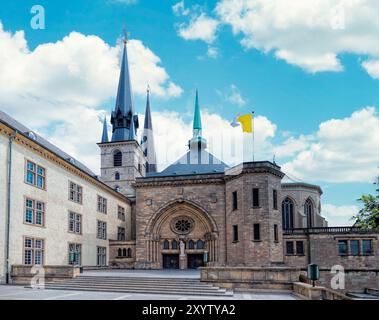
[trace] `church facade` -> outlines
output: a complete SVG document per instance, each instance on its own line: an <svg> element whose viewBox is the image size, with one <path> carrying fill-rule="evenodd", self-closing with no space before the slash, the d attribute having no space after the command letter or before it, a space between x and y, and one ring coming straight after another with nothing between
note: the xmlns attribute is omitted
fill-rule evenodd
<svg viewBox="0 0 379 320"><path fill-rule="evenodd" d="M209 153L197 92L188 151L158 172L149 91L137 140L126 42L110 123L97 176L0 113L1 282L34 265L379 267L377 233L328 228L319 186L283 182L270 161L230 167Z"/></svg>

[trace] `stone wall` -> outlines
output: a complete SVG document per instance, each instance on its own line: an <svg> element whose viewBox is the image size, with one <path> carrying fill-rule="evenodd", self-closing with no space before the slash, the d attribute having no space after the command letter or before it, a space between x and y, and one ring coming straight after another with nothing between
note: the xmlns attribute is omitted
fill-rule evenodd
<svg viewBox="0 0 379 320"><path fill-rule="evenodd" d="M331 228L329 232L308 232L308 234L285 234L283 237L284 261L288 266L299 267L304 271L309 263L316 263L320 267L319 284L332 288L331 279L336 275L331 270L343 268L345 273L345 291L362 292L365 288L379 287L379 233L375 231L350 231L349 228ZM345 230L345 232L344 232ZM373 244L372 255L346 255L341 256L338 252L339 240L371 239ZM287 255L287 241L303 241L304 255Z"/></svg>
<svg viewBox="0 0 379 320"><path fill-rule="evenodd" d="M293 292L295 295L300 296L300 298L307 300L351 300L351 298L345 296L343 293L325 287L313 287L310 284L301 282L293 284Z"/></svg>
<svg viewBox="0 0 379 320"><path fill-rule="evenodd" d="M305 267L316 263L320 268L331 268L341 265L345 269L379 269L379 232L320 232L305 234L285 234L283 237L284 261L286 265ZM341 256L338 253L339 240L372 240L372 255ZM304 256L287 255L287 241L303 241Z"/></svg>
<svg viewBox="0 0 379 320"><path fill-rule="evenodd" d="M162 268L163 241L178 237L170 223L181 214L195 223L185 238L207 236L207 241L213 241L208 245L216 251L217 261L225 262L225 186L219 175L145 178L135 186L137 268ZM166 217L168 210L171 215ZM167 220L162 223L162 219Z"/></svg>
<svg viewBox="0 0 379 320"><path fill-rule="evenodd" d="M0 283L5 282L8 137L0 133Z"/></svg>
<svg viewBox="0 0 379 320"><path fill-rule="evenodd" d="M119 187L121 193L134 195L132 184L137 177L146 175L146 157L137 141L122 141L100 143L101 149L101 179L106 184L115 188ZM115 151L122 153L122 165L114 166L113 155ZM115 174L120 174L120 180L115 179Z"/></svg>
<svg viewBox="0 0 379 320"><path fill-rule="evenodd" d="M206 267L201 281L229 289L292 290L301 270L286 267Z"/></svg>
<svg viewBox="0 0 379 320"><path fill-rule="evenodd" d="M114 241L114 240L109 241L109 266L110 267L133 269L135 261L136 261L136 242L135 241Z"/></svg>
<svg viewBox="0 0 379 320"><path fill-rule="evenodd" d="M278 175L274 175L247 165L243 170L247 172L243 171L236 177L226 177L227 265L269 266L282 263L279 171ZM253 207L253 188L259 189L259 207ZM278 192L277 209L273 208L273 190ZM238 197L237 210L233 210L232 194L235 191ZM254 239L254 224L259 224L259 240ZM238 241L233 241L233 225L238 225ZM274 225L278 228L277 241L274 239Z"/></svg>
<svg viewBox="0 0 379 320"><path fill-rule="evenodd" d="M227 170L225 175L137 179L134 185L136 267L162 267L162 241L176 237L169 226L171 219L181 212L191 215L199 227L186 235L185 239L205 238L212 265L283 264L280 213L282 177L283 173L278 166L269 162L255 162ZM259 189L260 198L259 206L254 208L253 188ZM275 209L273 190L277 190L278 194L278 206ZM233 208L233 192L237 192L237 209ZM171 210L170 217L164 216L167 210ZM161 223L159 219L167 221L158 230L155 226ZM260 238L257 240L253 237L254 224L260 226ZM233 238L234 226L238 226L237 241ZM277 239L274 226L277 226Z"/></svg>
<svg viewBox="0 0 379 320"><path fill-rule="evenodd" d="M75 278L80 274L80 268L72 266L44 266L43 271L32 266L12 265L12 284L31 285L36 279L50 282ZM34 278L34 279L33 279Z"/></svg>
<svg viewBox="0 0 379 320"><path fill-rule="evenodd" d="M344 275L344 286L335 288L337 292L363 292L366 288L379 288L379 269L345 269ZM332 278L335 276L336 273L332 273L330 269L321 269L317 283L333 289Z"/></svg>

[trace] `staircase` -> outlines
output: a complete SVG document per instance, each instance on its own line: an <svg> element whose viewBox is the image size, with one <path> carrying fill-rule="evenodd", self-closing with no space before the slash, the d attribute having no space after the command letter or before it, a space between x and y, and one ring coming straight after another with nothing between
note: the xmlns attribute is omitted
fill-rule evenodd
<svg viewBox="0 0 379 320"><path fill-rule="evenodd" d="M160 295L233 296L232 292L212 284L200 282L199 279L186 278L80 275L70 280L45 283L45 289Z"/></svg>
<svg viewBox="0 0 379 320"><path fill-rule="evenodd" d="M366 288L363 293L347 292L346 295L355 300L379 300L379 289Z"/></svg>

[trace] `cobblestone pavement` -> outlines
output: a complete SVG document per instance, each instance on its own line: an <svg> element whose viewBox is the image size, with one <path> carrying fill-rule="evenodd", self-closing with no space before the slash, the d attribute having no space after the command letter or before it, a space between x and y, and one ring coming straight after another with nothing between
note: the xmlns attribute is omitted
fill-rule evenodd
<svg viewBox="0 0 379 320"><path fill-rule="evenodd" d="M296 300L290 292L237 292L233 297L179 296L134 293L29 289L0 285L0 300Z"/></svg>

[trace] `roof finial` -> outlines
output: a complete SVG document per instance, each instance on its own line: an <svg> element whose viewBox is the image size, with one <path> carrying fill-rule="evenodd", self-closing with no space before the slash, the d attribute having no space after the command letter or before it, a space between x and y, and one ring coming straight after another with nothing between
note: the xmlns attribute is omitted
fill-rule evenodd
<svg viewBox="0 0 379 320"><path fill-rule="evenodd" d="M102 119L103 122L103 134L101 136L101 143L108 143L108 125L107 125L107 116L104 115L104 118Z"/></svg>
<svg viewBox="0 0 379 320"><path fill-rule="evenodd" d="M124 29L123 29L123 32L124 32L124 44L127 44L128 43L128 33L126 32L126 27L124 26Z"/></svg>
<svg viewBox="0 0 379 320"><path fill-rule="evenodd" d="M147 91L147 94L150 94L150 85L149 84L147 85L146 91Z"/></svg>

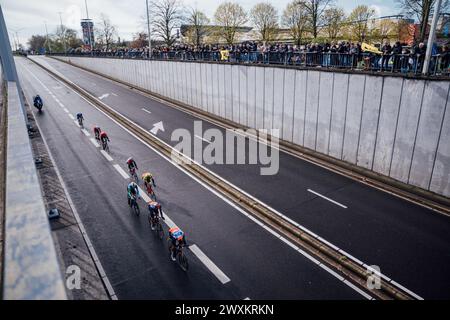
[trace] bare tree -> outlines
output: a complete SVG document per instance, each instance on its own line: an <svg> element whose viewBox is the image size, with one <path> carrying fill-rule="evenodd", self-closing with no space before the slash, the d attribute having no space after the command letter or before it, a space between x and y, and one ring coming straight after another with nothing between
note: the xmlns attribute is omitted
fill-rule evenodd
<svg viewBox="0 0 450 320"><path fill-rule="evenodd" d="M245 10L238 3L233 2L222 3L216 9L214 19L220 26L218 35L225 39L228 44L234 43L239 27L242 27L248 21Z"/></svg>
<svg viewBox="0 0 450 320"><path fill-rule="evenodd" d="M330 41L339 36L345 22L345 11L342 8L329 8L323 13L324 29Z"/></svg>
<svg viewBox="0 0 450 320"><path fill-rule="evenodd" d="M397 29L398 23L388 19L381 20L373 31L373 38L384 42L385 40L389 40L390 37L394 37Z"/></svg>
<svg viewBox="0 0 450 320"><path fill-rule="evenodd" d="M95 28L95 33L97 43L102 45L105 50L111 49L114 44L114 37L117 35L117 30L107 15L102 14L100 16L100 22Z"/></svg>
<svg viewBox="0 0 450 320"><path fill-rule="evenodd" d="M144 48L148 45L148 35L146 32L141 31L138 33L135 33L133 35L133 41L130 43L131 48Z"/></svg>
<svg viewBox="0 0 450 320"><path fill-rule="evenodd" d="M149 6L153 17L153 33L170 47L177 39L174 31L183 21L183 11L179 0L154 0Z"/></svg>
<svg viewBox="0 0 450 320"><path fill-rule="evenodd" d="M419 42L423 42L426 37L428 20L434 11L436 0L395 0L403 13L410 18L415 18L420 24ZM450 8L448 0L442 1L442 12Z"/></svg>
<svg viewBox="0 0 450 320"><path fill-rule="evenodd" d="M275 39L278 29L278 11L270 3L258 3L250 12L253 24L264 42Z"/></svg>
<svg viewBox="0 0 450 320"><path fill-rule="evenodd" d="M302 2L308 13L307 17L312 35L316 39L319 34L320 25L323 22L323 14L334 0L303 0Z"/></svg>
<svg viewBox="0 0 450 320"><path fill-rule="evenodd" d="M375 16L375 10L366 6L357 6L348 17L349 31L353 39L363 42L369 35L369 20Z"/></svg>
<svg viewBox="0 0 450 320"><path fill-rule="evenodd" d="M289 28L296 45L301 45L303 35L308 27L307 15L304 1L294 0L286 6L281 16L281 24Z"/></svg>
<svg viewBox="0 0 450 320"><path fill-rule="evenodd" d="M186 22L189 24L188 33L192 43L196 46L200 46L204 37L209 32L209 18L199 9L191 8L187 15Z"/></svg>
<svg viewBox="0 0 450 320"><path fill-rule="evenodd" d="M45 49L47 44L47 37L41 35L33 35L28 39L28 47L30 50L39 52L41 49Z"/></svg>

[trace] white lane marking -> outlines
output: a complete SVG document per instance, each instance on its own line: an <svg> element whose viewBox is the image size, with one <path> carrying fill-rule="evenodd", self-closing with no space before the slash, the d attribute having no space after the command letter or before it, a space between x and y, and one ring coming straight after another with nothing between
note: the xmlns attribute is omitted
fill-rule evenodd
<svg viewBox="0 0 450 320"><path fill-rule="evenodd" d="M251 300L249 297L245 298L244 300Z"/></svg>
<svg viewBox="0 0 450 320"><path fill-rule="evenodd" d="M77 120L74 120L73 123L75 123L75 125L76 125L78 128L81 128L81 126L80 126L80 124L78 123Z"/></svg>
<svg viewBox="0 0 450 320"><path fill-rule="evenodd" d="M102 151L103 151L103 150L102 150ZM118 164L115 164L113 167L114 167L114 169L117 170L117 172L120 173L120 175L121 175L124 179L129 179L129 178L130 178L130 176L125 172L125 170L123 170L122 167L119 166Z"/></svg>
<svg viewBox="0 0 450 320"><path fill-rule="evenodd" d="M101 95L100 97L98 97L100 100L103 100L105 98L109 97L109 93L105 93L104 95Z"/></svg>
<svg viewBox="0 0 450 320"><path fill-rule="evenodd" d="M106 160L108 160L109 162L113 161L113 158L111 158L111 156L105 150L100 150L100 152L106 158Z"/></svg>
<svg viewBox="0 0 450 320"><path fill-rule="evenodd" d="M100 148L100 145L98 144L97 140L95 140L95 138L91 138L91 143L92 143L96 148Z"/></svg>
<svg viewBox="0 0 450 320"><path fill-rule="evenodd" d="M67 108L64 108L64 111L65 111L66 113L69 113L69 110L67 110Z"/></svg>
<svg viewBox="0 0 450 320"><path fill-rule="evenodd" d="M202 138L202 137L200 137L200 136L198 136L198 135L194 135L194 137L196 137L197 139L200 139L200 140L202 140L202 141L204 141L204 142L206 142L206 143L211 143L211 141L208 141L208 140L206 140L205 138Z"/></svg>
<svg viewBox="0 0 450 320"><path fill-rule="evenodd" d="M84 135L85 135L86 137L90 137L90 136L91 136L91 134L90 134L86 129L83 129L83 130L81 130L81 131L83 131L83 133L84 133Z"/></svg>
<svg viewBox="0 0 450 320"><path fill-rule="evenodd" d="M114 92L113 93L111 93L114 97L118 97L118 95L117 94L115 94Z"/></svg>
<svg viewBox="0 0 450 320"><path fill-rule="evenodd" d="M221 193L219 193L218 191L212 189L209 185L207 185L205 182L201 181L199 178L193 176L191 173L189 173L188 171L186 171L184 168L182 168L181 166L179 166L177 163L173 162L170 158L166 157L164 154L162 154L160 151L156 150L155 148L153 148L151 145L149 145L148 143L146 143L144 140L142 140L141 138L139 138L137 135L135 135L133 132L131 132L130 130L128 130L127 128L125 128L121 123L119 123L117 120L115 120L114 118L112 118L109 114L105 113L103 110L101 110L100 108L98 108L96 105L94 105L92 102L90 102L89 100L87 100L85 97L83 97L80 93L78 93L77 91L73 90L72 88L70 88L69 86L67 86L64 82L61 82L64 86L66 86L68 89L70 89L71 91L73 91L75 94L77 94L80 98L82 98L84 101L86 101L88 104L90 104L91 106L93 106L95 109L97 109L100 113L102 113L103 115L105 115L107 118L109 118L112 122L114 122L116 125L118 125L119 127L121 127L125 132L128 132L132 137L134 137L136 140L140 141L143 145L147 146L147 148L149 148L150 150L153 150L153 152L155 152L156 154L158 154L161 158L165 159L166 161L168 161L170 164L172 164L174 167L178 168L181 172L183 172L184 174L186 174L188 177L190 177L192 180L196 181L198 184L200 184L201 186L203 186L205 189L207 189L208 191L210 191L212 194L216 195L218 198L222 199L225 203L227 203L228 205L230 205L231 207L233 207L234 209L236 209L238 212L242 213L244 216L246 216L248 219L252 220L255 224L259 225L260 227L264 228L266 227L270 233L272 233L276 238L279 239L283 239L283 242L285 243L290 243L290 246L292 248L296 248L296 251L298 253L300 253L302 256L304 256L305 258L307 258L308 260L310 260L311 262L313 262L314 264L320 266L320 262L318 260L316 260L315 258L313 258L311 255L309 255L308 253L306 253L305 251L303 251L302 249L300 249L299 247L297 247L295 244L293 244L292 242L290 242L287 239L284 239L281 235L279 235L276 231L268 228L265 224L263 224L262 222L260 222L259 220L257 220L255 217L251 216L250 214L248 214L245 210L243 210L242 208L238 207L237 204L235 204L234 202L232 202L231 200L227 199L224 195L222 195ZM112 108L110 108L111 110L113 110ZM131 121L131 123L133 123L133 125L135 125L136 127L140 128L141 130L144 130L142 127L140 127L138 124L136 124L135 122ZM162 141L162 140L161 140ZM239 189L240 190L240 189ZM241 191L241 190L240 190ZM247 194L246 192L244 192L245 194ZM281 213L279 213L278 211L277 214L281 215ZM281 215L282 216L282 215ZM169 224L167 223L168 221L168 217L165 216L166 218L166 224L169 226ZM289 219L288 217L286 217L287 219ZM291 219L289 219L290 221L292 221ZM298 223L296 223L295 221L292 221L295 224L297 224L302 230L304 229L303 226L300 226ZM171 227L171 226L169 226ZM317 237L317 236L316 236ZM323 269L325 270L325 269ZM329 273L331 275L334 276L333 273ZM345 283L347 286L349 286L350 288L354 288L354 286L350 286L349 283L347 282L343 282ZM356 292L360 293L360 290L355 290ZM365 294L363 295L364 297L366 296Z"/></svg>
<svg viewBox="0 0 450 320"><path fill-rule="evenodd" d="M347 209L347 207L344 206L343 204L341 204L341 203L339 203L339 202L337 202L337 201L334 201L333 199L327 198L327 197L325 197L324 195L322 195L322 194L320 194L320 193L318 193L318 192L315 192L315 191L313 191L313 190L311 190L311 189L308 189L308 192L311 192L311 193L315 194L316 196L321 197L322 199L328 200L328 201L330 201L331 203L334 203L335 205L337 205L337 206L339 206L339 207L342 207L342 208L344 208L344 209Z"/></svg>
<svg viewBox="0 0 450 320"><path fill-rule="evenodd" d="M197 247L197 245L192 245L189 246L189 250L192 251L193 254L195 254L197 256L197 258L203 262L203 264L209 269L209 271L211 271L217 279L219 279L220 282L222 282L222 284L228 283L230 282L230 278L227 277L227 275L225 273L223 273L222 270L219 269L219 267L217 267L214 262L212 262L204 253L202 250L200 250L199 247Z"/></svg>
<svg viewBox="0 0 450 320"><path fill-rule="evenodd" d="M34 76L34 75L33 75ZM69 82L71 82L70 80L67 80ZM99 112L101 112L102 114L104 114L106 117L108 117L112 122L114 122L115 124L117 124L119 127L121 127L124 131L128 132L131 136L133 136L136 140L140 141L143 145L147 146L149 149L153 150L156 154L158 154L160 157L162 157L163 159L166 159L166 161L168 161L169 163L171 163L173 166L175 166L176 168L178 168L180 171L182 171L183 173L185 173L187 176L189 176L191 179L193 179L194 181L196 181L197 183L199 183L200 185L202 185L205 189L209 190L211 193L215 194L217 197L221 198L224 202L228 203L231 207L235 208L237 211L241 212L244 216L246 216L247 218L249 218L250 220L252 220L253 222L255 222L256 224L260 225L261 227L265 226L263 223L261 223L259 220L257 220L256 218L254 218L253 216L249 215L247 212L245 212L243 209L241 209L240 207L238 207L235 203L231 202L229 199L225 198L222 194L218 193L217 191L215 191L214 189L212 189L211 187L209 187L208 185L206 185L203 181L199 180L197 177L193 176L192 174L190 174L189 172L187 172L185 169L183 169L182 167L180 167L178 164L174 163L170 158L167 158L165 155L163 155L162 153L160 153L158 150L154 149L152 146L150 146L148 143L146 143L145 141L143 141L141 138L139 138L138 136L136 136L134 133L132 133L130 130L128 130L127 128L125 128L122 124L120 124L119 122L117 122L117 120L113 119L110 115L108 115L107 113L105 113L103 110L99 109L96 105L94 105L92 102L90 102L89 100L87 100L85 97L83 97L80 93L78 93L77 91L73 90L71 87L69 87L67 84L65 84L64 82L60 83L62 85L64 85L67 89L73 91L75 94L77 94L80 98L82 98L83 100L85 100L88 104L90 104L91 106L93 106L94 108L96 108ZM73 83L73 82L71 82ZM109 106L108 106L109 107ZM114 109L112 109L111 107L109 107L109 109L111 109L113 112L118 113L117 111L115 111ZM139 126L138 124L136 124L135 122L131 121L130 119L128 119L133 125L135 125L136 127L140 128L141 130L144 130L141 126ZM161 141L161 140L160 140ZM164 142L163 142L164 143ZM167 144L166 144L167 145ZM193 161L194 162L194 161ZM205 168L206 169L206 168ZM207 171L210 171L208 169L206 169ZM213 175L215 175L214 173L212 173ZM215 175L217 176L217 175ZM224 180L223 178L220 178L221 180ZM244 193L245 195L249 196L252 199L255 199L253 196L249 195L247 192L241 190L240 188L237 188L236 186L233 185L233 187L235 187L237 190L239 190L240 192ZM314 238L318 239L318 240L323 240L322 238L320 238L318 235L316 235L314 232L312 232L311 230L303 227L302 225L300 225L299 223L297 223L296 221L293 221L292 219L290 219L289 217L281 214L279 211L271 208L270 206L266 205L264 202L260 201L260 200L256 200L259 201L260 203L262 203L264 206L270 208L273 212L275 212L278 216L284 218L286 221L289 221L291 224L297 226L298 228L300 228L302 231L310 234L311 236L313 236ZM284 239L281 235L278 235L275 231L271 231L272 234L276 234L277 238L280 239ZM287 242L288 240L286 240L285 242ZM291 245L294 246L295 245ZM311 260L313 263L317 264L318 261L316 259L314 259L312 256L310 256L309 254L307 254L306 252L304 252L303 250L301 250L300 248L298 248L297 250L300 254L302 254L304 257L306 257L307 259ZM348 256L350 259L353 259L352 256ZM316 263L317 262L317 263ZM351 283L349 283L348 281L344 281L344 283L346 285L348 285L349 287L351 287L352 289L354 289L354 286L351 285ZM397 284L397 283L396 283ZM360 293L360 290L355 290L356 292ZM365 296L365 294L363 295ZM421 299L420 296L415 295L417 297L419 297Z"/></svg>
<svg viewBox="0 0 450 320"><path fill-rule="evenodd" d="M142 111L147 112L148 114L152 114L151 111L148 111L147 109L142 108Z"/></svg>
<svg viewBox="0 0 450 320"><path fill-rule="evenodd" d="M69 113L69 117L70 117L70 119L75 120L75 117L70 113Z"/></svg>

********************

__Task item__.
Go over the data and return every line that includes the word "trace".

__Exercise result__.
[trace] `church facade` -> outlines
[trace] `stone wall` -> outlines
[trace] `staircase` -> outlines
[trace] `cobblestone pavement` -> outlines
[trace] `roof finial` -> outlines
[trace] bare tree -> outlines
[trace] white lane marking -> outlines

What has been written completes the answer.